No picture belongs in the copy. Repeat each line below exactly.

Natural language region descriptions
※

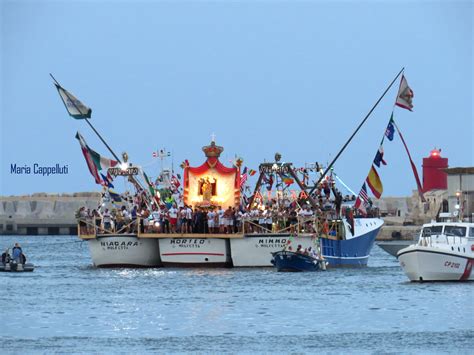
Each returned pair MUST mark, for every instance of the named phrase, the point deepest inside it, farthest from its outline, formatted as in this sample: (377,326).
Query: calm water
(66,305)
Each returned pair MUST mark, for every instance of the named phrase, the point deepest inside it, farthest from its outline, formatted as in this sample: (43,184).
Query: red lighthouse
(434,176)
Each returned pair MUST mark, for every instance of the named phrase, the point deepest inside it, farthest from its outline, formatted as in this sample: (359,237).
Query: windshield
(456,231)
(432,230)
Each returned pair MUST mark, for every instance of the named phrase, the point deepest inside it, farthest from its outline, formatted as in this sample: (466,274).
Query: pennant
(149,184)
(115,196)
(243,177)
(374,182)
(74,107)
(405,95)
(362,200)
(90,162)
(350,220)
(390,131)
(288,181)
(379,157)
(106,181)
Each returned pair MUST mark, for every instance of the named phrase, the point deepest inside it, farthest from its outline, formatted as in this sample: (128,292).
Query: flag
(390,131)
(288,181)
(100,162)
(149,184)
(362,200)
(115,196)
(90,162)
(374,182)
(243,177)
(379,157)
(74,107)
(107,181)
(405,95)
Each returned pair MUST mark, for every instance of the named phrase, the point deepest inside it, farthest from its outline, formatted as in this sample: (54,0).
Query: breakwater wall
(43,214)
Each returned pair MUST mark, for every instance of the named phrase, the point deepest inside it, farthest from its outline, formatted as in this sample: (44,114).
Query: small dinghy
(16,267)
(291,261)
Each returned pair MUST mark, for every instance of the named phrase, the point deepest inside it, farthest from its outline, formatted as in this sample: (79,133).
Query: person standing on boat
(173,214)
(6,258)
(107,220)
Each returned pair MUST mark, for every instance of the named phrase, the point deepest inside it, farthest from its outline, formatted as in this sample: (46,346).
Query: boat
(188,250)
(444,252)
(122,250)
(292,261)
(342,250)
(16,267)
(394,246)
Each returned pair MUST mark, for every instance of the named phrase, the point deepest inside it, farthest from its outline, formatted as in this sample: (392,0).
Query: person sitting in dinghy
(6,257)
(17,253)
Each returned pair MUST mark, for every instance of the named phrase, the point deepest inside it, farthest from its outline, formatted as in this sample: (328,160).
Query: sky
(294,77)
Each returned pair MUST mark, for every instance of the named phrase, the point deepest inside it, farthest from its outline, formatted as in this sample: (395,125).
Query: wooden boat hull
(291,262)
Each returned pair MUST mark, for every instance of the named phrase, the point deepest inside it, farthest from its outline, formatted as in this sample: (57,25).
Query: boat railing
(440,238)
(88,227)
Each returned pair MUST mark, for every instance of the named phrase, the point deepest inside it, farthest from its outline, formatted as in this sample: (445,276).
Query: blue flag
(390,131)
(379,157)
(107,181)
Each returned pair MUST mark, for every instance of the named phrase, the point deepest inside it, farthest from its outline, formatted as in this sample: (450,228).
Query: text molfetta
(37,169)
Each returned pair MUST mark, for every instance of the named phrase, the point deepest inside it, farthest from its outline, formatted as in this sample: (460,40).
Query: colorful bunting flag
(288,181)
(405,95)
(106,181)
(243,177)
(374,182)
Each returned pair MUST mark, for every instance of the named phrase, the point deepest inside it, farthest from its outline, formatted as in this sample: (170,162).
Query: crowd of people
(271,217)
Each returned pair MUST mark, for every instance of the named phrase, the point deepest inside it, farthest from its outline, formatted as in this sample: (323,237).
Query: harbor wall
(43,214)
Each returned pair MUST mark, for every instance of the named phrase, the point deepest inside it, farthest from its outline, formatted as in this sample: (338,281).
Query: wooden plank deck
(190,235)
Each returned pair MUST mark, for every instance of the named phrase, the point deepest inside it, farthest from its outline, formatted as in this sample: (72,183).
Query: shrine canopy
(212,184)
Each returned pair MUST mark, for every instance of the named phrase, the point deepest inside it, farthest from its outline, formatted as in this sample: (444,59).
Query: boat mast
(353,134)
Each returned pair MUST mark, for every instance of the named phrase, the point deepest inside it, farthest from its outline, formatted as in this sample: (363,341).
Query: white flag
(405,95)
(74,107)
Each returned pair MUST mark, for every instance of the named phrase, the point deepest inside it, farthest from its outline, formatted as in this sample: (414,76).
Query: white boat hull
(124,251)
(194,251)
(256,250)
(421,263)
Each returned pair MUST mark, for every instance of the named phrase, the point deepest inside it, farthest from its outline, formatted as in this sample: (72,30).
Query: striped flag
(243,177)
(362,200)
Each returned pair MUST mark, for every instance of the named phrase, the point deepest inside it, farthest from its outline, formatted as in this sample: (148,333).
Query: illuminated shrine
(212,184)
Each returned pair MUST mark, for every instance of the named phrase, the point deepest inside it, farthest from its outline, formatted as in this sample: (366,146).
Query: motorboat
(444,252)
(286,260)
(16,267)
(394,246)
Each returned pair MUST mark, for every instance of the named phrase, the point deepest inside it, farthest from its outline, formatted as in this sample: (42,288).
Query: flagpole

※

EXERCISE ANSWER:
Each returned pair MUST mark, for every instance of the named phrase, the point deepest inside it, farthest from its outline, formatted as in this sample: (377,326).
Query: calm water
(66,305)
Each returned pair MUST mark, for every instance of the named phrase, the point deepest inside it, farthest from its outline, formatted as in this sample: (43,184).
Query: red lighthouse
(434,176)
Each returned pair MUST mark, for every instance of the named phrase, the point deepest inside it, farthest from its outline, formatted as in this sample: (359,237).
Query: windshield
(456,231)
(432,230)
Each returned pair MUST mark, for every instance of the named phrase, the point deepest inside it, farthest from its outline, formatted as in this sample: (466,274).
Query: pennant
(149,184)
(115,196)
(243,177)
(374,182)
(74,107)
(405,95)
(362,200)
(90,162)
(350,220)
(390,131)
(288,181)
(379,157)
(106,181)
Each returned pair MUST mark, for every instance of the named phrase, the point deepest inside it, farthest from its outline, formatted as in this sample: (128,292).
Query: flag
(390,131)
(288,181)
(100,162)
(149,184)
(362,200)
(115,196)
(90,162)
(374,182)
(243,177)
(379,157)
(74,107)
(107,181)
(405,95)
Each returned pair MUST mark, for every instance of the named phrase, the point deepest inside it, farthest from its outline, formatted as in this sample: (54,0).
Query: breakwater wall
(43,214)
Each returned pair MUST mark, for every instance of the named phrase, the point deepest inside it, farthest from its outline, formatted as in this sample: (44,114).
Query: small dinghy
(16,267)
(291,261)
Each returned pair MUST mark, for every instance of the named phrase, the point deepest inside it, farthest from its outline, formatted as in this sample: (79,133).
Query: person standing on boat
(173,214)
(6,258)
(107,220)
Each returned pair MUST mark, for every instance of the named phrase, the point deepest inside it, farthest from its outline, formatted as in this sample: (46,346).
Query: boat
(188,250)
(444,252)
(122,250)
(292,261)
(342,250)
(16,267)
(394,246)
Each returned pair MUST mark, for every instance of the named phrase, the point deepest inside it, farthest from its outline, formatted as in this sample: (392,0).
Query: person sitting in dinghy
(6,257)
(17,253)
Each returned pair MUST mark, for every instance of the named phrase, the point deepest inside it, farthest from its outline, formatted as in this sample: (328,160).
Query: sky
(294,77)
Each returned pair MUST mark, for every instance of the named phrase, the point deepest inside it, farthest from its outline, formatted as in this sample: (395,125).
Query: wooden boat hull
(291,262)
Each returned pair MUST mark, for every instance of the named phrase, the point deepest inside it, farthest from its outline, formatted as in this sample: (57,25).
Query: boat railing
(440,238)
(88,227)
Each returned pair MUST mark, for every instance of the named phrase, the point deepest inside it, farthest from its outline, formatted as in this sample: (445,276).
Query: blue flag
(390,131)
(379,157)
(107,181)
Each returned pair MUST mark, for every instance of the named phrase, the point deepest inside it, farthest from its outline, formatted as in this sample: (450,228).
Query: text molfetta
(37,169)
Each returned pair MUST mark, for every instance of the named phrase, the point deepest inside it, farthest from its outline, formatted as in this sample: (460,40).
Query: colorful bunting flag
(288,181)
(405,95)
(106,181)
(243,177)
(374,182)
Each returned pair MUST mark, for every instance of the named phrase, the point deepest inside it, farthest from its outline, formatted as in this sample: (170,162).
Query: crowd of people
(271,217)
Each returned pair MUST mark, for every instance of the named phrase, the point deepest inside it, farthest from its outline, formatted as in this sample: (323,237).
Query: harbor wall
(43,214)
Each returned pair MUST mark, for every instance of the named phrase, the point deepest inside it, farthest from its outline, formatted as in this sample: (338,281).
Query: wooden plank deck
(190,235)
Each returned pair MUST mark, for every instance of the named phrase, the point deepest inside it, farthest from its outline, formatted as in this sample: (72,183).
Query: shrine canopy
(212,184)
Each returned pair MUST mark, for every instance of the named phrase, the point deepest inside it, farthest from its outline, formatted as in this sample: (444,59).
Query: boat mast
(353,134)
Each returned pair MUST mark, for every instance of the named phrase, the point deepest inside it, farthest from its outline, formatted as in this sample: (363,341).
Query: white flag
(405,95)
(74,107)
Each returned pair MUST mark, for every instance of the named phrase, the point deepest inside it, farthest from its outline, formatted as in this sample: (414,76).
Query: white boat hull
(124,251)
(194,251)
(256,250)
(421,263)
Each returned pair MUST mark, for every instance of the named phrase, the point deepest inside it, farthest from its outline, formatted as in this sample: (72,30).
Query: striped flag
(243,177)
(362,200)
Each returned pair MUST mark, for every instance of the named phrase, the point deepest inside it, farthest from its outline, formatted as in this sample: (148,333).
Query: illuminated shrine
(212,184)
Each returned pair MUST mark, for every instance of the named phrase, the point deepest inside it, farthest from its outline, formatted as in this sample: (366,146).
Query: motorboat
(444,252)
(286,260)
(16,267)
(394,246)
Each returned pair MUST mark, for every instance of the named phrase, the point deepest inside it, farthest from its outline, formatted as in this sample: (42,288).
Query: flagpole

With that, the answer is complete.